▶ _WAS ZU TUN IST_
Setzen Sie den Text über Stress am Arbeitsplatz nach seinem letzten Satz fort.

▶ _LESETEXT_
——————
Stress? Haben wir doch alle. Ausbildung, Job, Beziehung – das Leben ist nun mal keine Wellness-Oase. Bei vielen gehört es sogar zum guten Ton, gestresst zu sein: im Beruf, aber auch in der Freizeit. Wer Stress hat, ist am Arbeitsplatz gefragt und weiss mit dem Leben etwas anzufangen.

Alles kein Problem also? Ist Stress nur ein Modebegriff? Auch, aber nicht nur. Denn es gibt auch ne­gativen Stress. Nicht der Stress, der Adrenalinschübe auslöst und zu Höchstleistungen antreibt. Sondern Stress, der auslaugt, erschöpft und krank macht.

22,5 Prozent der Schweizer Erwerbstätigen leiden unter Stress.

22,5 Prozent der Schweizer und Schweizerinnen leiden unter dieser Form von Stress. Hochgerechnet ergibt dies 1,1 Millionen Erwerbstätige. «Eine hohe Arbeitsbelastung ist ein wichtiger Grund dafür», sagt Thomas Mattig (43), Direktor von Gesundheitsförderung Schweiz. «Aber auch übermässiger Zeitdruck oder ständige Konflikte mit Arbeitskollegen oder Vorgesetzten können zu Stress führen.»

Die mit den Krankenkassenprämien finanzierte Stiftung befragte knapp 3000 Erwerbstätige zu ihrer Situation am Arbeitsplatz. Resultat: Gut ein Fünftel ist gestresst, ebenso viele fühlen sich ziemlich oder sogar sehr erschöpft.

Die gute Nachricht: Mehr als 60 Prozent der Befragten fühlen sich fit und spüren keine Anzeichen von Erschöpfung. Und rund die Hälfte steht zwar unter Druck, hat aber genügend Ressourcen, um damit umzugehen. Knapp 30 Prozent haben keinen Stress.

Die Mehrheit hat den Stress damit im Griff. Doch der Anteil der Gestressten nehme zu, so Mattig: «Die Herausforderungen der Arbeitswelt haben zugenommen.» Die normalen Angestellten leiden stärker als die Chefs. «Die Arbeitsbelastung steigt zwar für beide», sagt er, «aber Führungskräfte haben mehr Gestaltungsmöglichkeiten.»
——————
▶ _GEGEBENE ZEILEN_
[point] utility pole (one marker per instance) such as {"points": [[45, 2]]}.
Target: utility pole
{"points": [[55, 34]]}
——————
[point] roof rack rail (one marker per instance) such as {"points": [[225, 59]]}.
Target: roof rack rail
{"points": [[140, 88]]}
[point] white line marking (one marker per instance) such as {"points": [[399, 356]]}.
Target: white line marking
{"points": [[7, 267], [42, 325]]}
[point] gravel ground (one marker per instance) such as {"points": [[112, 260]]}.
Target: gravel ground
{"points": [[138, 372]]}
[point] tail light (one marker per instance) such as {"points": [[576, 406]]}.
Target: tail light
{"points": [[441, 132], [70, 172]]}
——————
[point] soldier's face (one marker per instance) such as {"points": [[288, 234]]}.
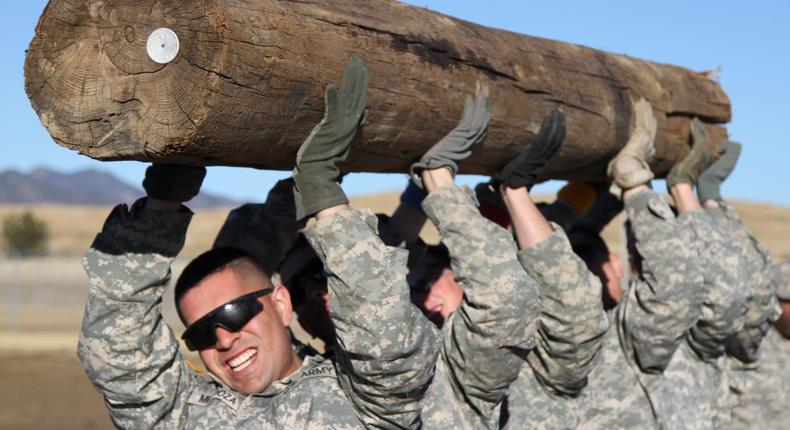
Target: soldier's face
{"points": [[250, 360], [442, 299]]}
——————
▶ _GELÖSTE AUFGABE_
Dass der Stress steigt, liegt auch daran, dass die Grenzen zwischen Arbeit und Freizeit verschwinden. 75 Prozent der Befragten arbeiten auch in der Freizeit. Ein Drittel checkt täglich die E-Mails, im Schnitt fünfmal pro Tag. «Die ­Leute gehen mental ständig wieder an die Arbeit. Das ist schlecht für die Erholung», sagt Thomas Mattig.

Die Firmen profitieren zwar davon, dass ihre Mitarbeiter auch in der Freizeit arbeiten. Unter dem Strich geht die Rechnung gemäss der Studie aber nicht auf. Wegen Krankheit und Produktivitätsverlusten kostet Stress die Firmen rund fünf Milliarden Franken jährlich. «Mit besseren Arbeitsbedingungen könnten die Unternehmen viel Geld sparen», so Mattig. Das beste Antistressmittel sei, den Mitarbeitern Wertschätzung zu geben und ihnen so viele Freiräume wie möglich einzuräumen.

«Wer unter Stress leidet, dem muss geholfen werden», sagt Arbeitgeberpräsident Valentin Vogt (55). «Wir wollen das Problem nicht verniedlichen.» Er warnt aber davor, wegen 20 Prozent, die Probleme haben, die ganze Arbeitswelt umbauen zu wollen. Denn die Gründe lägen nicht nur dort: «Bei Stress und Erschöpfung spielen meist auch private Prob­leme oder der Umgang mit neuen Kommunikationsmitteln eine Rolle.» Die Schweiz habe gar keine andere Wahl, als die Produktivität weiter zu steigern. «Wir haben weltweit die höchsten Löhne und Arbeitskosten», sagt Vogt. «Nur wenn wir produktiver sind als die anderen, haben wir eine Chance.»